• _FAÇA O SEGUINTE_:
Dê continuidade ao texto de opinião sobre os trinta e seis anos de chefia política, começando logo após a sua última frase.

• _TEXTO APRESENTADO_:

_ _ _ _ _ _ _

Um dia, em véspera de eleições, meados dos anos oitenta, olhou-me e disse-me: isto só vai para a frente quando você desaparecer do mapa... e vai desaparecer! Foi na Jaime Moniz, ao princípio da noite, junto à piscina. Nada o fazia prever face à serenidade do momento, mas a arrogância e aquele instinto de quero, posso e mando, de político absoluto que convive mal com outras verdades ditas e escritas, levou-o a dizer o disparate. Disse e retirou-se rapidamente com o seu séquito, quando respondi à letra com palavras muito azedas. A sessão que estava a orientar terminou naquele momento. Jamais esqueci. A verdade é que eu não desapareci da política, saí de cena pelos meus pés, não estou na Assembleia Legislativa Regional porque não quero e porque entendo que tudo tem o seu tempo. Cedi o meu lugar. E estou bem assim, simplesmente porque há um tempo para estar e um tempo para fazer outras coisas. Não deixo é de, todos os dias, escrever o que me vai na alma. Quem me disse que eu sairia de cena, esse, sairá pela porta muito pequenina, escorraçado pelos seus pares, ao ponto de assumir que não se entende com essa gente ingrata. Pois é, quando não se sabe viver o tempo do seu tempo, a probabilidade é sempre maior de ser sacudido. Trinta e seis anos de chefia é muito tempo. E o tempo é sempre um grande mestre! Há gente na força da idade que nunca experimentou a alternância política, no fundo, a democracia, enfim, outras caras e outros pensamentos relativamente à construção de uma sociedade equilibrada e feliz. Viveram no "reino" do poder absoluto, do controlo de tudo, da subjugação e da bajulação que conduziu ao medo de ter opinião e de saber dizer NÃO, quando tal se justifica.

_ _ _ _ _ _ _

Registos extraídos de uma coleção:
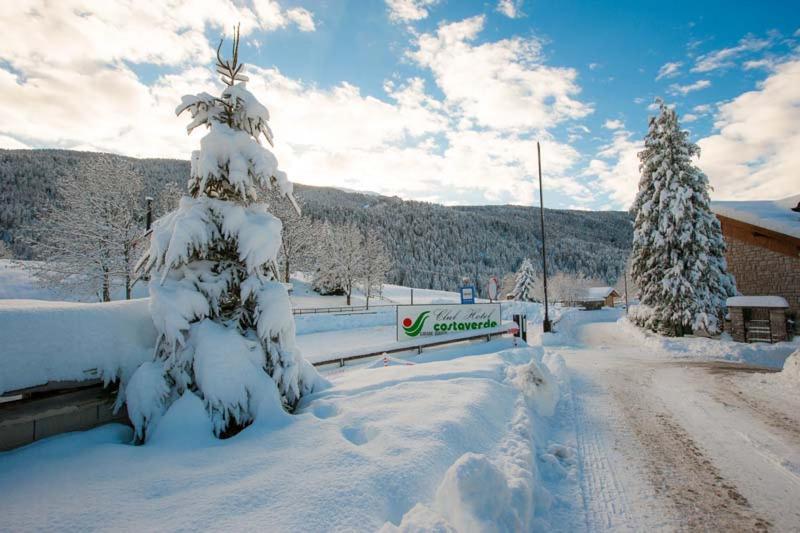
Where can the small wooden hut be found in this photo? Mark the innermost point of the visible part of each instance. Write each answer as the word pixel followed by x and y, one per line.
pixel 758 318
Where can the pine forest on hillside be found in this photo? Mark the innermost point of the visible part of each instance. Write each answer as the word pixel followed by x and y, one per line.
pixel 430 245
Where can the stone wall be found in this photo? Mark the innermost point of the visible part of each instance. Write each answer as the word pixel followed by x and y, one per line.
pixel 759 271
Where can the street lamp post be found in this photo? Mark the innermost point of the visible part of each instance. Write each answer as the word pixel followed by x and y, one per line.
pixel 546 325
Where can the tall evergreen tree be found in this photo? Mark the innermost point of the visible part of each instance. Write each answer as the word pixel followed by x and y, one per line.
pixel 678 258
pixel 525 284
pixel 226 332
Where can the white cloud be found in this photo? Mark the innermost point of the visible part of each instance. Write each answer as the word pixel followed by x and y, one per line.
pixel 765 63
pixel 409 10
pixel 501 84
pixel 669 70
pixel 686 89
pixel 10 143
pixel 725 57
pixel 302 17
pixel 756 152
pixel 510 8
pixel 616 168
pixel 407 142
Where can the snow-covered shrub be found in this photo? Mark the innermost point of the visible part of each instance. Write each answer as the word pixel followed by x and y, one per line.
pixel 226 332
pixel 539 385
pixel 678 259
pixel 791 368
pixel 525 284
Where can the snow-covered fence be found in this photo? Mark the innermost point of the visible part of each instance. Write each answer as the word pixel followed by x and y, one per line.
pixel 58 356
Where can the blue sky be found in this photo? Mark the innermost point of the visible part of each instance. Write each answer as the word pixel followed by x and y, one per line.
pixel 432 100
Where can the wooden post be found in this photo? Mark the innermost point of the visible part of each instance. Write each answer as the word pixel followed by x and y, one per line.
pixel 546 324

_ _ _ _ _ _ _

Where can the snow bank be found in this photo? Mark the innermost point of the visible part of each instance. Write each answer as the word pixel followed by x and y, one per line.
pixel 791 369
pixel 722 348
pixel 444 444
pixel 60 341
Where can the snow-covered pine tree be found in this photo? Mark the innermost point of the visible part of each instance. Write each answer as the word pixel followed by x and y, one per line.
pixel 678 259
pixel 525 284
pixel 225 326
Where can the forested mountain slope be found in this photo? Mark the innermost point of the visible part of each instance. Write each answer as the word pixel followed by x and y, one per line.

_ _ _ _ _ _ _

• _RESULTADO DA TAREFA_:
Salazar, o segundo da esquerda para a direita. |
O exercício da política tem de ser realizado com o sentimento de um serviço público à comunidade e não como um emprego para a vida. Quando alguém se mantém 36 anos no poder (fora outros nas margens do poder) é que fez da política uma opção de vida e um emprego. Há vários casos de políticos que se eternizaram na cadeira. Em 2012, o historiador Fernando Rosas escreveu, no livro "Salazar e o poder - a arte de saber durar", vejam lá, exactamente, sobre os 36 anos ininterruptos de Oliveira Salazar, sublinhando que esses 36 anos corresponderam, "só ao período de Oliveira Salazar como chefe de Governo", como a "ditadura do presidente do Conselho". Não sei se se trata de bater um qualquer recorde, mas se essa foi a intenção, infelizmente conseguiu! Fernando Rosas escreveu que Salazar exerceu o poder através de uma "violência preventiva". Obviamente, que sendo outros os tempos, o recorde não foi batido através da "vigilância policial dos comportamentos quotidianos", pela PSP e a GNR, pelas "agências estatais de enquadramento e inculcação ideológica", nomeadamente a Mocidade Portuguesa, a FNAT - Fundação Nacional para a Alegria no Trabalho e a Junta Central das Casas do Povo, entre outras. Não foi por aí, porque a Constituição da República não lhe permitiria, mas, de uma forma mais "raffiné", através de outros e poderosos controlos, a verdade é que deixou uma grande parte da população com a sensação de um homem providencial. Lamento.
Ilustração: Google Imagens.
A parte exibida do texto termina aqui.